*The data*

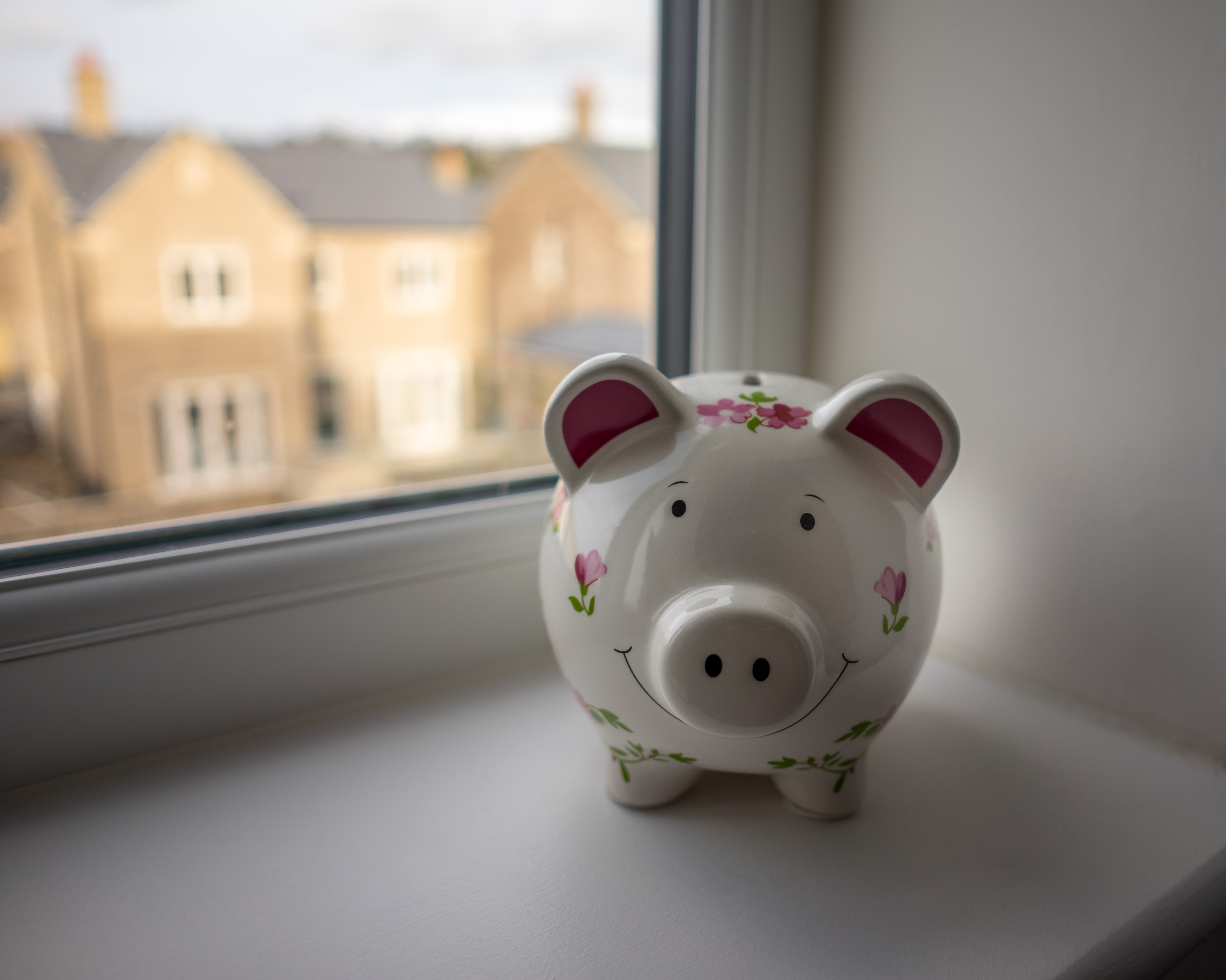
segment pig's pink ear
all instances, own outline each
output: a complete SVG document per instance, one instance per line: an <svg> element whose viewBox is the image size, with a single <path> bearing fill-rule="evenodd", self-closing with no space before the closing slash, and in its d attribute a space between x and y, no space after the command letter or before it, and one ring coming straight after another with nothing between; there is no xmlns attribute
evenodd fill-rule
<svg viewBox="0 0 1226 980"><path fill-rule="evenodd" d="M570 490L644 436L676 431L694 407L660 371L630 354L584 361L544 410L544 445Z"/></svg>
<svg viewBox="0 0 1226 980"><path fill-rule="evenodd" d="M958 462L954 413L912 375L864 375L821 404L817 417L829 439L880 467L921 511Z"/></svg>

*Challenge*
Render the records above as a JSON list of strings, with one string per line and blank lines omitted. Leave the pictures out of the answer.

*Solution to this task*
[
  "segment pig's pink ear",
  "all instances, own outline each",
  "output: a complete SVG document per instance, one instance per line: an <svg> element whose viewBox is the image size, with a single <path> bearing fill-rule=\"evenodd\", self-closing with no space before the closing slash, and in its d attribute a space between x and y, no space after the command letter or before it, and one ring coming straight after another with nothing between; there is no xmlns attribute",
  "evenodd fill-rule",
  "<svg viewBox=\"0 0 1226 980\"><path fill-rule=\"evenodd\" d=\"M570 490L644 436L676 431L694 407L660 371L630 354L584 361L544 410L544 445Z\"/></svg>",
  "<svg viewBox=\"0 0 1226 980\"><path fill-rule=\"evenodd\" d=\"M958 462L954 413L912 375L864 375L821 404L817 417L829 439L880 467L921 511Z\"/></svg>"
]